*** INFORMATION PROVIDED
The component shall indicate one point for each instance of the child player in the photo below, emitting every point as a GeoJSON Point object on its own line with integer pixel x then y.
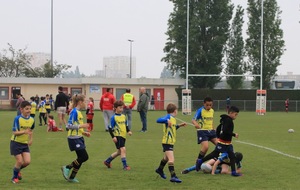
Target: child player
{"type": "Point", "coordinates": [75, 138]}
{"type": "Point", "coordinates": [168, 141]}
{"type": "Point", "coordinates": [118, 129]}
{"type": "Point", "coordinates": [21, 140]}
{"type": "Point", "coordinates": [203, 122]}
{"type": "Point", "coordinates": [90, 114]}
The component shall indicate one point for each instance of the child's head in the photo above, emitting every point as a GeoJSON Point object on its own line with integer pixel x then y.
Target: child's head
{"type": "Point", "coordinates": [25, 108]}
{"type": "Point", "coordinates": [207, 103]}
{"type": "Point", "coordinates": [78, 101]}
{"type": "Point", "coordinates": [172, 109]}
{"type": "Point", "coordinates": [233, 112]}
{"type": "Point", "coordinates": [118, 106]}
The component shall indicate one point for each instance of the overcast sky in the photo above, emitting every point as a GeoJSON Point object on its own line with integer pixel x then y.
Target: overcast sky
{"type": "Point", "coordinates": [85, 31]}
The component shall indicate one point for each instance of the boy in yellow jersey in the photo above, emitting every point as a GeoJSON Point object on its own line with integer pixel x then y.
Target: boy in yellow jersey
{"type": "Point", "coordinates": [33, 107]}
{"type": "Point", "coordinates": [168, 141]}
{"type": "Point", "coordinates": [118, 129]}
{"type": "Point", "coordinates": [21, 140]}
{"type": "Point", "coordinates": [203, 122]}
{"type": "Point", "coordinates": [75, 138]}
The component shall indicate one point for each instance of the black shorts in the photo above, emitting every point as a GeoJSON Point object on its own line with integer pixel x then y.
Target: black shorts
{"type": "Point", "coordinates": [76, 144]}
{"type": "Point", "coordinates": [167, 147]}
{"type": "Point", "coordinates": [120, 142]}
{"type": "Point", "coordinates": [18, 148]}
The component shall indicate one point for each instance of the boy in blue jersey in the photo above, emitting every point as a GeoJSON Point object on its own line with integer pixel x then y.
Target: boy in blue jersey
{"type": "Point", "coordinates": [21, 140]}
{"type": "Point", "coordinates": [118, 129]}
{"type": "Point", "coordinates": [75, 138]}
{"type": "Point", "coordinates": [203, 122]}
{"type": "Point", "coordinates": [168, 141]}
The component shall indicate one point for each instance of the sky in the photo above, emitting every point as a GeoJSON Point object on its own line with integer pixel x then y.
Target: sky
{"type": "Point", "coordinates": [85, 31]}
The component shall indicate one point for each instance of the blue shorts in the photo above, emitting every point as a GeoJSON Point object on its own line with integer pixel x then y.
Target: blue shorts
{"type": "Point", "coordinates": [18, 148]}
{"type": "Point", "coordinates": [167, 147]}
{"type": "Point", "coordinates": [206, 135]}
{"type": "Point", "coordinates": [120, 142]}
{"type": "Point", "coordinates": [76, 144]}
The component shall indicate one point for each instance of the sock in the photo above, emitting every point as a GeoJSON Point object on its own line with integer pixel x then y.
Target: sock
{"type": "Point", "coordinates": [124, 162]}
{"type": "Point", "coordinates": [15, 172]}
{"type": "Point", "coordinates": [162, 164]}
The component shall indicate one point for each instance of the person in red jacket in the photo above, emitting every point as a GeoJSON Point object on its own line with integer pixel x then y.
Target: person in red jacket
{"type": "Point", "coordinates": [129, 102]}
{"type": "Point", "coordinates": [106, 105]}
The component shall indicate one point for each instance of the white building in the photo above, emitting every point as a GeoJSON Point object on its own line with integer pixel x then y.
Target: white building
{"type": "Point", "coordinates": [119, 67]}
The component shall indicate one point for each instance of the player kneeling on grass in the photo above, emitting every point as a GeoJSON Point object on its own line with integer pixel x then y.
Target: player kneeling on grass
{"type": "Point", "coordinates": [75, 138]}
{"type": "Point", "coordinates": [168, 141]}
{"type": "Point", "coordinates": [21, 140]}
{"type": "Point", "coordinates": [118, 129]}
{"type": "Point", "coordinates": [52, 125]}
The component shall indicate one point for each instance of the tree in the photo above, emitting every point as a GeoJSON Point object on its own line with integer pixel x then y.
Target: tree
{"type": "Point", "coordinates": [209, 30]}
{"type": "Point", "coordinates": [235, 51]}
{"type": "Point", "coordinates": [13, 62]}
{"type": "Point", "coordinates": [273, 43]}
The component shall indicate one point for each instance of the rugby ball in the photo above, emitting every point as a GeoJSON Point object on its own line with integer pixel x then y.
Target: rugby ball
{"type": "Point", "coordinates": [291, 130]}
{"type": "Point", "coordinates": [206, 168]}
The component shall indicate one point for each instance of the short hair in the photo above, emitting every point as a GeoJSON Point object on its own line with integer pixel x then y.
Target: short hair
{"type": "Point", "coordinates": [171, 108]}
{"type": "Point", "coordinates": [118, 103]}
{"type": "Point", "coordinates": [233, 109]}
{"type": "Point", "coordinates": [24, 104]}
{"type": "Point", "coordinates": [207, 99]}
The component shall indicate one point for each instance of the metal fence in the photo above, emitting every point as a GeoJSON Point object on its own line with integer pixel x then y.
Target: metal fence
{"type": "Point", "coordinates": [219, 105]}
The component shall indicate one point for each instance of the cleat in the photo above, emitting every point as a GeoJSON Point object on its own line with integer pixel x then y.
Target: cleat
{"type": "Point", "coordinates": [175, 180]}
{"type": "Point", "coordinates": [15, 180]}
{"type": "Point", "coordinates": [185, 171]}
{"type": "Point", "coordinates": [65, 172]}
{"type": "Point", "coordinates": [73, 180]}
{"type": "Point", "coordinates": [19, 176]}
{"type": "Point", "coordinates": [107, 164]}
{"type": "Point", "coordinates": [161, 173]}
{"type": "Point", "coordinates": [198, 164]}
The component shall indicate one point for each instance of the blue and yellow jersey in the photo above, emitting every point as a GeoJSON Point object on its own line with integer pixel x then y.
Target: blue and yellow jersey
{"type": "Point", "coordinates": [169, 133]}
{"type": "Point", "coordinates": [75, 118]}
{"type": "Point", "coordinates": [21, 124]}
{"type": "Point", "coordinates": [204, 118]}
{"type": "Point", "coordinates": [118, 124]}
{"type": "Point", "coordinates": [42, 108]}
{"type": "Point", "coordinates": [33, 108]}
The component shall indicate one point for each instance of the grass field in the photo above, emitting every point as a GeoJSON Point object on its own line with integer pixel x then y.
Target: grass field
{"type": "Point", "coordinates": [262, 168]}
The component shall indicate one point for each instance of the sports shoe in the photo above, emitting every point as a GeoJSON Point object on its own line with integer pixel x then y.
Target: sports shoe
{"type": "Point", "coordinates": [14, 180]}
{"type": "Point", "coordinates": [175, 180]}
{"type": "Point", "coordinates": [198, 164]}
{"type": "Point", "coordinates": [65, 172]}
{"type": "Point", "coordinates": [73, 180]}
{"type": "Point", "coordinates": [127, 168]}
{"type": "Point", "coordinates": [161, 173]}
{"type": "Point", "coordinates": [19, 176]}
{"type": "Point", "coordinates": [107, 164]}
{"type": "Point", "coordinates": [185, 171]}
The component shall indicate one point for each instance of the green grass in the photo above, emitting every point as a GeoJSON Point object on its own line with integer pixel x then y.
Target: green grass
{"type": "Point", "coordinates": [262, 169]}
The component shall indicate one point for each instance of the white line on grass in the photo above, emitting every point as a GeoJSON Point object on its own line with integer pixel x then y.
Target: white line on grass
{"type": "Point", "coordinates": [270, 149]}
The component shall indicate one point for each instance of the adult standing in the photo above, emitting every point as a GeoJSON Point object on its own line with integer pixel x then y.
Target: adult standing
{"type": "Point", "coordinates": [107, 105]}
{"type": "Point", "coordinates": [129, 102]}
{"type": "Point", "coordinates": [142, 107]}
{"type": "Point", "coordinates": [61, 104]}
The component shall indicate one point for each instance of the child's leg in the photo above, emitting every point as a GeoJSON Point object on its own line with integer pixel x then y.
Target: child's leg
{"type": "Point", "coordinates": [82, 156]}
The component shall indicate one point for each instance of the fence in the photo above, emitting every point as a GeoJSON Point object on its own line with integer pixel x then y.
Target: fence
{"type": "Point", "coordinates": [219, 105]}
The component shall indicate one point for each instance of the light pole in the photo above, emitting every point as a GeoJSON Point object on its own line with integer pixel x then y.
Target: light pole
{"type": "Point", "coordinates": [130, 61]}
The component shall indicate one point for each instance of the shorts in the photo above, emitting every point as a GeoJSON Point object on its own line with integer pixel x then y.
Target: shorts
******
Print only the lines from the one with "of the fence" to the end of the records, both included.

▶ [FINISHED TASK]
The component shall indicate one point for each instance of the fence in the photo above, emitting every point as a GeoJSON Point object on its own line with integer pixel x then y.
Target: fence
{"type": "Point", "coordinates": [219, 105]}
The component shall indicate one point for each instance of the light pole in the photo above, emitting every point as a GeoJSON Point object on its own line with integer pixel x then y.
Target: light pole
{"type": "Point", "coordinates": [130, 61]}
The component shall indicate one point for each instance of the shorts in the photo above, emitting every point as a GeoJSON Point object on its own line with integer pixel x then y.
Target: shorts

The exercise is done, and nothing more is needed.